[start]

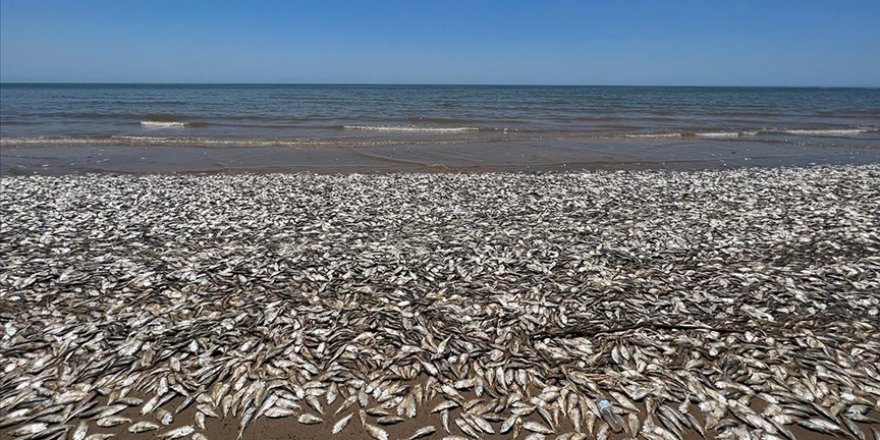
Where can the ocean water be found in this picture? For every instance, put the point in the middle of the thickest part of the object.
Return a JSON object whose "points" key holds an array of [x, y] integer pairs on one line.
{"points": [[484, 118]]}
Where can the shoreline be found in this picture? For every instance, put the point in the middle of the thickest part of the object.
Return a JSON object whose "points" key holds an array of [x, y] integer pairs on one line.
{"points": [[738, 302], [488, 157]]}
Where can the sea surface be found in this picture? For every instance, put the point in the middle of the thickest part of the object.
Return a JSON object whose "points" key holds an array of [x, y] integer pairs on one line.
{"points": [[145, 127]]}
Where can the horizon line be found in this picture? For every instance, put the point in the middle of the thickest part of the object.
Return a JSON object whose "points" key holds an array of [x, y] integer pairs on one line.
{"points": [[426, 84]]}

[end]

**AIM OF THE EXERCISE**.
Reproduce the listing above, substituting "widest part" for each occurrence of "thickest part" and keeping everything else the same. Leave the pictures out.

**SOLUTION**.
Where can the ocean water be found in this picture? For every instance, put the point in the middle of the widest part of the object.
Return a JSON object whose "points" key holds an array of [x, y] integer pairs on one line.
{"points": [[484, 118]]}
Where can the shoreline be found in this picture? For every instance, put the point in the middle of the widest part of the object.
Return a JSON object whose "points" key holds an array of [x, y] integer pairs on one line.
{"points": [[738, 302], [488, 157]]}
Where can the sea surface be found in this picture? For every instance, put the point in the middle of the widest part of the object.
Return a JSON object whose "points" key holds an array of [x, y] integer pairs on one line.
{"points": [[145, 127]]}
Where can the horizon line be found in this picture? For every instance, put the point in the middle of the widest part of the object.
Return a JSON object whose "points" key holds an array of [x, y] integer pairs on one line.
{"points": [[426, 84]]}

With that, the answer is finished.